* Alıntı
◆ ◆ ◆ ◆
Anadolu Notları Hakkında Alıntılar Özet Reşat Nuri Güntekin

25.03.2015

Anadolu Notları Hakkında Alıntılar Özet Reşat Nuri Güntekin

 

 ESER VE YAZAR HAKKINDA 

 

Anadolu Notları   Reşat Nuri Güntekin  ‘in ilk baskısı ve birinci cildi 1936, ikinci cildi 1966 yılında yazılan gezi ve anı türündeki bir eseridir. Cumhuriyet ilk döneminin en önemli romancılarından birisi olarak kabul edilen yazar Çalıkuşu Damga Romanı  Anadolu Notları Yeşil Gece Ateş Gecesi Akşam Güneşi Kavak Yelleri romanları ile birlikte  henüz öğretmelik yaparken popüler bir romancı olmuş bu eserini de 1927 yılından sonra maarif müfettişi olarak göreve başlayıp Anadolu’nun hemen her köşesini görevi gereği defalarca gezmeye başladıktan sonra yazmaya başlamıştır.

Müfettişlik görevi yapan yazar,  çocukluk ve öğretmenlik yıllarından da yakından tanıdığı Anadolu’da çok sayıda insanla tanışmış,  görevi gereği pek çok yerde bulunmuş, çok sayıda olaya şahit olmuş, eserlerin de bu gözlemlerin ve birikimlerini kullanmıştır. [1]

Reşat Nuri bu kitapta, Anadolu’nun sosyal ve kültürel hayatıyla ilgili yaptığı çok çeşitli gözlemlerini ve izlenimlerini aktarmıştır. Bu kitap yazarın bu konularda yazılmış çeşitli yazılarından ve notlarından oluşmaktadır.

1927 de Maarif Müfettişi olan yazar, 1931'den itibaren Dil Heyeti'yle birlikte bazı çalışmalarda bulunmuş,  bu görevleri gereği Anadolu’yu baştanbaşa dolaşmıştır.  Anadolu insanı, kültürü, sosyal hayatı ve gerçeklerini yakından görme ve tanıma fırsatını sağlamış olan Reşat Nuri’nin 1931 yılından sonra yazdığı eserlerinde bu gözlem ve anılar yer almaktadır.  

Yazar bu eserinde görüp, gözlemleyip, duyup şahit olduğu şeyleri, Anadolu'daki yaşamı ve toplumsal sorunları; insan çevre ilişkisi içinde yansıtmayı başarmıştır.  Yazar  bu eserinde  Anadolu’nun o yıllardaki genel durumunu başarı ile yansıtmış, Anadolu’yu çok çeşitli yönlerden bizlere aktarmıştır.
◆ ◆ ◆ ◆
* Veri Satırları
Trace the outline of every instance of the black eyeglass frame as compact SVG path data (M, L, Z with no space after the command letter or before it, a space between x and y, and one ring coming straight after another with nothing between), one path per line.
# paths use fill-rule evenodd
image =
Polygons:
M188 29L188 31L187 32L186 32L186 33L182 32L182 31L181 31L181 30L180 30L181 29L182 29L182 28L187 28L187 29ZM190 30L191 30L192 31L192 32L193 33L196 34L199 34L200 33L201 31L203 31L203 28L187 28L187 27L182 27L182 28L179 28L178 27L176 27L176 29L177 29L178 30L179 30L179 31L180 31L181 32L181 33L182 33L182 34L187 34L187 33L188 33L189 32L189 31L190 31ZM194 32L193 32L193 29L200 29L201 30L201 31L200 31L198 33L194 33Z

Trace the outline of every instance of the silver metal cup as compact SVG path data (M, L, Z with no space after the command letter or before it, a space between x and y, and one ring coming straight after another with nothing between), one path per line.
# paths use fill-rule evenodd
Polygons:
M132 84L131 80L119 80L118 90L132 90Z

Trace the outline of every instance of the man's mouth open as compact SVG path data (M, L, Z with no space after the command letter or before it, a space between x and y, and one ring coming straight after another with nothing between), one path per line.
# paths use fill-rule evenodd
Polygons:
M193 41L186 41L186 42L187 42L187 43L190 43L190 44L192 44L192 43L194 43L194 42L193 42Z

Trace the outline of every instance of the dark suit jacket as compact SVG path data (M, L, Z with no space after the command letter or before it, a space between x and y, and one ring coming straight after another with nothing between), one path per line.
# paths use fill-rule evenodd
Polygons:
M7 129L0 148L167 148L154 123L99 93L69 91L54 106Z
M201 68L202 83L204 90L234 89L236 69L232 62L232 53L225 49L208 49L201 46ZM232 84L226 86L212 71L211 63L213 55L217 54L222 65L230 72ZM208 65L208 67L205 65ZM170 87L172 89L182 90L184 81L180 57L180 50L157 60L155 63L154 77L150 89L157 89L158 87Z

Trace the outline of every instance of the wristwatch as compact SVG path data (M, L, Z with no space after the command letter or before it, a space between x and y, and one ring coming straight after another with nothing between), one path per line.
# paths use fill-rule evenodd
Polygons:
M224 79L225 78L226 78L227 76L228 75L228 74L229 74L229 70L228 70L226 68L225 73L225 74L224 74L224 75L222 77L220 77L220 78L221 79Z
◆ ◆ ◆ ◆
* Aşağıdakileri tamamlayınız
**a.** Alıntıdaki "ESER VE YAZAR" ifadesinden başlayıp aşağıya doğru "sonra yazmaya başlamıştır." ifadesine kadar uzanan bölümün tamamını hiçbir değişiklik yapmadan yineleyiniz.
**b.** Alıntıya göre Reşat Nuri Güntekin hangi yıl maarif müfettişi olmuştur?
Satırlar başka bir kaynaktan alınmıştır.

* Görev Yanıtları
**a.**
ESER VE YAZAR HAKKINDA 

 

Anadolu Notları   Reşat Nuri Güntekin  ‘in ilk baskısı ve birinci cildi 1936, ikinci cildi 1966 yılında yazılan gezi ve anı türündeki bir eseridir. Cumhuriyet ilk döneminin en önemli romancılarından birisi olarak kabul edilen yazar Çalıkuşu Damga Romanı  Anadolu Notları Yeşil Gece Ateş Gecesi Akşam Güneşi Kavak Yelleri romanları ile birlikte  henüz öğretmelik yaparken popüler bir romancı olmuş bu eserini de 1927 yılından sonra maarif müfettişi olarak göreve başlayıp Anadolu’nun hemen her köşesini görevi gereği defalarca gezmeye başladıktan sonra yazmaya başlamıştır.

**b.** 1927 yılında.